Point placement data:
- - - - - - -

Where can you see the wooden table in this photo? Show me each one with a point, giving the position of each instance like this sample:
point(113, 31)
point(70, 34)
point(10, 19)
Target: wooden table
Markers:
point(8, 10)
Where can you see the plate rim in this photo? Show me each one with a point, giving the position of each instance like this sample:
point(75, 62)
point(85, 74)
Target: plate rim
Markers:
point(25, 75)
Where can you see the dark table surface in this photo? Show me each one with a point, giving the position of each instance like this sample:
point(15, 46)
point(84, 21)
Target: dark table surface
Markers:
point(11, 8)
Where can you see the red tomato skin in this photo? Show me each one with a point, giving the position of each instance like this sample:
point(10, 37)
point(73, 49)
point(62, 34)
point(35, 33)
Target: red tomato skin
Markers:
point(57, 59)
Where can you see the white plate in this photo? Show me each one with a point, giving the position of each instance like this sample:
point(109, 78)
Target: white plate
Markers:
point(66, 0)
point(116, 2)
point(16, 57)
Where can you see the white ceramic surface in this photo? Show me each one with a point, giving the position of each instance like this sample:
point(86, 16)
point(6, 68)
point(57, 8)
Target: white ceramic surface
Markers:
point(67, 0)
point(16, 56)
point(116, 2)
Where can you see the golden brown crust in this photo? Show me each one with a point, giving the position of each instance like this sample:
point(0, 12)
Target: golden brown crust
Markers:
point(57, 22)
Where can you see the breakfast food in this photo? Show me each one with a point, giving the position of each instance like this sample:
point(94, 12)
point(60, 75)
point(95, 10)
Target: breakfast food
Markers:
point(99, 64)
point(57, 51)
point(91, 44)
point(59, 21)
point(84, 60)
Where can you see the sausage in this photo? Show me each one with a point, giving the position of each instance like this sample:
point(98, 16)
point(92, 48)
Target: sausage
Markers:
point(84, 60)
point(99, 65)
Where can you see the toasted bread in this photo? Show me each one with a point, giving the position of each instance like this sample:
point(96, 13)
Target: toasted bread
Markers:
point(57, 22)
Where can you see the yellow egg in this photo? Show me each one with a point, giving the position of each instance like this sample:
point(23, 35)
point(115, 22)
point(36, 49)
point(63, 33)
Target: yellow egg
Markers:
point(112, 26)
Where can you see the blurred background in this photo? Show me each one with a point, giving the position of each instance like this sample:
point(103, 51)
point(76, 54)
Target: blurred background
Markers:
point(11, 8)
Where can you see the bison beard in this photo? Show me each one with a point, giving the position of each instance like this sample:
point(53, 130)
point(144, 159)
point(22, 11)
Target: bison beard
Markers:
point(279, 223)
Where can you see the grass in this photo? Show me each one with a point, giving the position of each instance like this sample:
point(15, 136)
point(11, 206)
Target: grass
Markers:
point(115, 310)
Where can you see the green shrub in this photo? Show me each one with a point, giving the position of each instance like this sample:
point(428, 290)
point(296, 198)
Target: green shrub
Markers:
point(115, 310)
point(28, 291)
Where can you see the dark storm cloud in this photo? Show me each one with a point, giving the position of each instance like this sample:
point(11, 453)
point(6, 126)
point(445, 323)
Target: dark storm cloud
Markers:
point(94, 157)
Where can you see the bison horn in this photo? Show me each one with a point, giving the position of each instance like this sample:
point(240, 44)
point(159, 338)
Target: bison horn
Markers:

- - - - - - -

Rename "Markers" to "Points" throughout the data above, leaving every other part of the lines unchanged.

Where can you see the wooden table in this photo? Show me each one with a point, giving the position of each instance like this sample:
point(113, 31)
point(70, 34)
point(10, 19)
Target: wooden table
Points:
point(8, 10)
Where can you see the plate rim in this photo? Show me each one with a point, giving the position of each instance like this sample:
point(75, 62)
point(85, 74)
Target: plate rim
Points:
point(25, 75)
Where can you see the dark table surface in this photo? Show me each one with a point, giving the position of each instance like this sample:
point(15, 46)
point(84, 21)
Target: dark table surface
Points:
point(11, 8)
Where can you see the red tomato skin in this photo? Show me each one with a point, giving the position of each instance like this sample:
point(10, 37)
point(73, 49)
point(62, 34)
point(35, 33)
Target: red tomato skin
Points:
point(57, 59)
Where can you see the white plate in this photo? Show me each one with a point, giving the position of each instance like this sample:
point(109, 78)
Target: white plate
Points:
point(66, 0)
point(116, 2)
point(16, 57)
Where can you see the white ceramic surface in this photo? Show me each one with a point, giving the position of each instance like this sample:
point(86, 16)
point(6, 68)
point(57, 8)
Target: white ceramic surface
Points:
point(67, 0)
point(16, 56)
point(116, 2)
Where can you see the golden brown crust in this photo? Show me each one with a point, giving the position of each instance like this sample:
point(0, 12)
Target: golden brown crust
Points:
point(57, 22)
Where can you see the breakfast food in this photo? Show me each one with a point, giving the position of each instance like this sample:
point(94, 12)
point(60, 75)
point(95, 10)
Target: breakfast food
Points:
point(99, 64)
point(57, 51)
point(91, 44)
point(59, 21)
point(84, 60)
Where can you see the sausage in this photo? Show me each one with a point, giving the position of each instance like this sample:
point(98, 16)
point(92, 48)
Target: sausage
Points:
point(84, 60)
point(99, 65)
Where can you see the toasted bread in this photo? Show me each one with a point, giving the position of each instance like this sample:
point(96, 13)
Target: toasted bread
Points:
point(57, 22)
Where can you see the yellow egg in this photo? Show me each one with a point, giving the position of each instance like this sample:
point(23, 35)
point(115, 22)
point(36, 49)
point(63, 33)
Target: yellow egg
Points:
point(112, 26)
Where can you see the blurred background in this photo? Show me each one with a point, giving the position of each instance like this sample:
point(103, 51)
point(76, 54)
Target: blurred background
Points:
point(11, 8)
Where can you see the bison beard in this photo? Show me each one with a point, giving the position of each instance like this sample:
point(53, 130)
point(144, 159)
point(22, 11)
Target: bison beard
Points:
point(279, 223)
Where can you see the grass in this photo? Show me each one with a point, giving the position of each instance like this sample:
point(15, 136)
point(11, 206)
Target: grass
Points:
point(115, 310)
Where can you see the green shrub in this photo? Show me each one with a point, giving the position of each instance like this sample:
point(428, 290)
point(296, 198)
Target: green shrub
Points:
point(115, 310)
point(28, 291)
Where can you see the dark storm cloud in this photo? Show me each one with a point, giving the position of each instance like this sample:
point(11, 453)
point(6, 126)
point(445, 323)
Target: dark storm cloud
Points:
point(94, 157)
Where can you see the bison horn in this photo? Show me each one with a point, giving the position of each instance like this sample:
point(240, 44)
point(159, 338)
Target: bison horn
Points:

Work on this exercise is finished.